→ Document section:
Move past Time Warner Cable battle

Comcast's Neil Smit and Discovery's David Zaslav have brokered a new distribution deal. Getty Images

To paraphrase Taylor Swift, Discovery Communications and Comcast used to have bad blood, but now they've got mad love. 

After bitterly feuding last year over Comcast's attempted $45 billion acquisition of Time Warner Cable, the companies have buried the hatchet and agreed to a long-term renewal of their distribution agreement. The news, which covers Discovery's 12 networks—including Discovery, TLC and OWN–comes almost a month after their previous agreement expired.

The deal includes TV Everywhere rights, which gives Xfinity customers access to Discovery Communications programming on multiple platforms. According to a source familiar with the matter, the deal will stretch into the next decade, and the Comcast deal, along with its other recent distribution agreements, will help Discovery secure increases in the high single digits for its affiliate revenue. 

"Comcast is a dynamic and innovative company and has been a great partner of Discovery's for over two decades," said David Zaslav, president and CEO, Discovery Communications, in a statement. "We look forward to continuing our relationship and unlocking the value of Discovery's content in even greater ways for Xfinity viewers." 

"We're pleased to extend our relationship with Discovery and its family of networks under this long-term renewal agreement," said Neil Smit, president and CEO, Comcast Cable, in a statement. "This renewal will enable our Xfinity TV customers to experience Discovery's content in more ways and on more platforms than ever before."

Coordinate annotation entries
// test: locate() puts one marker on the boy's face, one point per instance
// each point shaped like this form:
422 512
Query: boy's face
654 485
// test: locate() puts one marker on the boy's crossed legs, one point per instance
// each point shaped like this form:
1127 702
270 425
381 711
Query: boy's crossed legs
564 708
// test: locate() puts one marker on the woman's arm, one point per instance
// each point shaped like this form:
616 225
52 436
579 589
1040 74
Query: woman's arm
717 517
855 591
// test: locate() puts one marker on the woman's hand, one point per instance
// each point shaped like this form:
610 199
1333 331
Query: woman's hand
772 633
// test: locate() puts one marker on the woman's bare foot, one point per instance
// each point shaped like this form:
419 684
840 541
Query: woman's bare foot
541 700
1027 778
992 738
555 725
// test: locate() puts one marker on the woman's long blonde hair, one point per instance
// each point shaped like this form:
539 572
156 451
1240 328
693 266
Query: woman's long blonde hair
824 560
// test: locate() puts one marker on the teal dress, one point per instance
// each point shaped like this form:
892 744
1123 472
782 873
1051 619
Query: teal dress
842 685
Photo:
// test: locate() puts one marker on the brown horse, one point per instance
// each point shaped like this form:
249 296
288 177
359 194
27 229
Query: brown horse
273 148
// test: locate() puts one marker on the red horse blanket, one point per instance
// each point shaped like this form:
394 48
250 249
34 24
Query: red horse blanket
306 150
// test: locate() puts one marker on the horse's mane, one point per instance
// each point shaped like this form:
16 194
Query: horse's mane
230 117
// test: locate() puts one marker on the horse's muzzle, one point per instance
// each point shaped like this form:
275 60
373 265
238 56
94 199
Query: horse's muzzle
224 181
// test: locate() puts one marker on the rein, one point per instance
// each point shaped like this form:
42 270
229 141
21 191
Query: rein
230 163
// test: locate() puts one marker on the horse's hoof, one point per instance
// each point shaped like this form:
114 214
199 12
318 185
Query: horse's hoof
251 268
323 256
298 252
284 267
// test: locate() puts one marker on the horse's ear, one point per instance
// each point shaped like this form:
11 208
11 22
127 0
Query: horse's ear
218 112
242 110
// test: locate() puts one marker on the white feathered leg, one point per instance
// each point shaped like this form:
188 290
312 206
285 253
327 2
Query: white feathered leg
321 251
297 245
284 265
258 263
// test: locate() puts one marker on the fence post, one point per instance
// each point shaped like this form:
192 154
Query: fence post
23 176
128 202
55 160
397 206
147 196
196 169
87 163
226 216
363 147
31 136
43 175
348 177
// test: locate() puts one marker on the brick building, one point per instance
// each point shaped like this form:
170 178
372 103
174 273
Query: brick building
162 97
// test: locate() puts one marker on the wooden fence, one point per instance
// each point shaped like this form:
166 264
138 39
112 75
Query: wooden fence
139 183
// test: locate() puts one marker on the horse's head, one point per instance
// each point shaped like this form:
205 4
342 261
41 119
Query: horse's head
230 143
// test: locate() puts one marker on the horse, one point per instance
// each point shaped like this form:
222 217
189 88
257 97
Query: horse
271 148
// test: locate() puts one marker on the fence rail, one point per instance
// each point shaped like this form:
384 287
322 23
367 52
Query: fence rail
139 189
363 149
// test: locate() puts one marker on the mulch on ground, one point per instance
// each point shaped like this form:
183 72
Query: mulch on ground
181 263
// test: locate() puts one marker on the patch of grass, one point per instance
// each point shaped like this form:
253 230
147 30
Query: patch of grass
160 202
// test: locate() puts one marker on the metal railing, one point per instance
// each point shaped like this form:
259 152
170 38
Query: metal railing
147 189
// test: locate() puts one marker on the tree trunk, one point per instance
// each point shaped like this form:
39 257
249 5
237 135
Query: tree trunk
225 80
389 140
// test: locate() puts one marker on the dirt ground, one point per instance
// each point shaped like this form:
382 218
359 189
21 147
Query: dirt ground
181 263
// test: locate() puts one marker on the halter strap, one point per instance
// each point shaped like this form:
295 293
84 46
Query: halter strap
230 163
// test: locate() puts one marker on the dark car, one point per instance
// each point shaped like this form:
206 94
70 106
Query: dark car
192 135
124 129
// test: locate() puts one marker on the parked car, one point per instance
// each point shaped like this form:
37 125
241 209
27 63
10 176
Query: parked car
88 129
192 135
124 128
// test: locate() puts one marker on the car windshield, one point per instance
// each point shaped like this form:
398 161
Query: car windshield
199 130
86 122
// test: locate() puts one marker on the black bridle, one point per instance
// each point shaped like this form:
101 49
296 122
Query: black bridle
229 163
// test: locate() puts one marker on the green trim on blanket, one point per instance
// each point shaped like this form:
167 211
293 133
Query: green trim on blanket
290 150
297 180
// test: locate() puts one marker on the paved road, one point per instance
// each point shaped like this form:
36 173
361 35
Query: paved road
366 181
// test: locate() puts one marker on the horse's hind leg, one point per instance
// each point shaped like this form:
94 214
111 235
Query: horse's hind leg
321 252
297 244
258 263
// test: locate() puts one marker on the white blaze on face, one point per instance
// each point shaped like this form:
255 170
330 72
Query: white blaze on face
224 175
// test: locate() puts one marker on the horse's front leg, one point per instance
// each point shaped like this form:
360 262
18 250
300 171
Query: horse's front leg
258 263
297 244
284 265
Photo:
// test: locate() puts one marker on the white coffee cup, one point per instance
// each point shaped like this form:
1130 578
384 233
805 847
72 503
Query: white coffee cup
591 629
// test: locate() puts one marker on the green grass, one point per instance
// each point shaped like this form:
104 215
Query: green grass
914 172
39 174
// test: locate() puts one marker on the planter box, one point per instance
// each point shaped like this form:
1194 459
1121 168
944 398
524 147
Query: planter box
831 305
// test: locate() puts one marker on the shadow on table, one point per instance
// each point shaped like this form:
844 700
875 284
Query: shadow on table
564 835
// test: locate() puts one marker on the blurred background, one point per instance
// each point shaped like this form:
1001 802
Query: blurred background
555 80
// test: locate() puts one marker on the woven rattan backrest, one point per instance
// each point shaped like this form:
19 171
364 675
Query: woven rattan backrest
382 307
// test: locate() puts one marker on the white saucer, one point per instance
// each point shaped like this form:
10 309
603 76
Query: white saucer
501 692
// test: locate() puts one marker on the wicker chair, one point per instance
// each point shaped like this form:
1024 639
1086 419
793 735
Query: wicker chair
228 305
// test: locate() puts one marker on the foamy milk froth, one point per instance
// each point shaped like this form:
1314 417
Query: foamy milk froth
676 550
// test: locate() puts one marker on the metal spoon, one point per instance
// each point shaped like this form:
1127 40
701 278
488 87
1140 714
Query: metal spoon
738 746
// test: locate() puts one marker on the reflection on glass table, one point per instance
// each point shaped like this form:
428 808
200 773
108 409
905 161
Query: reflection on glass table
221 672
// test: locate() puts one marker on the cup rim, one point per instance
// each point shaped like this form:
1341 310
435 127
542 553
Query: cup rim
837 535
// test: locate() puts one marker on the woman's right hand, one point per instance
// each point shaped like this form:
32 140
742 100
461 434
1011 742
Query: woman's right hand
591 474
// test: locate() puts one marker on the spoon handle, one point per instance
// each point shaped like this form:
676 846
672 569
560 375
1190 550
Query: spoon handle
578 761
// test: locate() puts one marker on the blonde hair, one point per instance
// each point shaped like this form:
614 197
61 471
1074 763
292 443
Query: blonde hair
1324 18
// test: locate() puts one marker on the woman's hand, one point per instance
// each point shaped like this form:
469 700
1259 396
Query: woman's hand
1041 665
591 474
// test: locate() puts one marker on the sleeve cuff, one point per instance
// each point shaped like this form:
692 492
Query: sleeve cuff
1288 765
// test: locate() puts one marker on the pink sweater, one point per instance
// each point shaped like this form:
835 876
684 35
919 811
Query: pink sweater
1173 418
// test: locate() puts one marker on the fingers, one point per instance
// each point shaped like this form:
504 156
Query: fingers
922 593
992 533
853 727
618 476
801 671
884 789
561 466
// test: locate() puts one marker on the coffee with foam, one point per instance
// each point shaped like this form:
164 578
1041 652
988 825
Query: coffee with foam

→ Instructions for the task: Pick up the article on the Comcast and Discovery distribution deal after its final sentence and continue it. These entries were drawn from a separate source.

→ Response below:
The agreement caps a major thawing of the icy relations between the two companies last fall, when Discovery was one of the biggest opponents of Comcast's bid for Time Warner Cable. In a November call with investors, Zaslav said he was "concerned" about the deal, noting that it could have led to "a retraction of investment in content." Comcast, meanwhile, claimed Discovery and others had engaged in "extortion" by demanding network carriage and contract concessions in exchange for supporting the deal. 

Comcast abandoned its takeover plans in April, and the companies quickly moved to patch up their differences. A month later, Zaslav told analysts that Discovery had never actually opposed the deal. "What we said was that we had concerns about it," he said, adding, "That's all behind us now."

He also was optimistic that Comcast wouldn't let their battle spill over into negotiations over a new distribution agreement: "The goal now is to find a deal that makes sense for both of us." Now they have.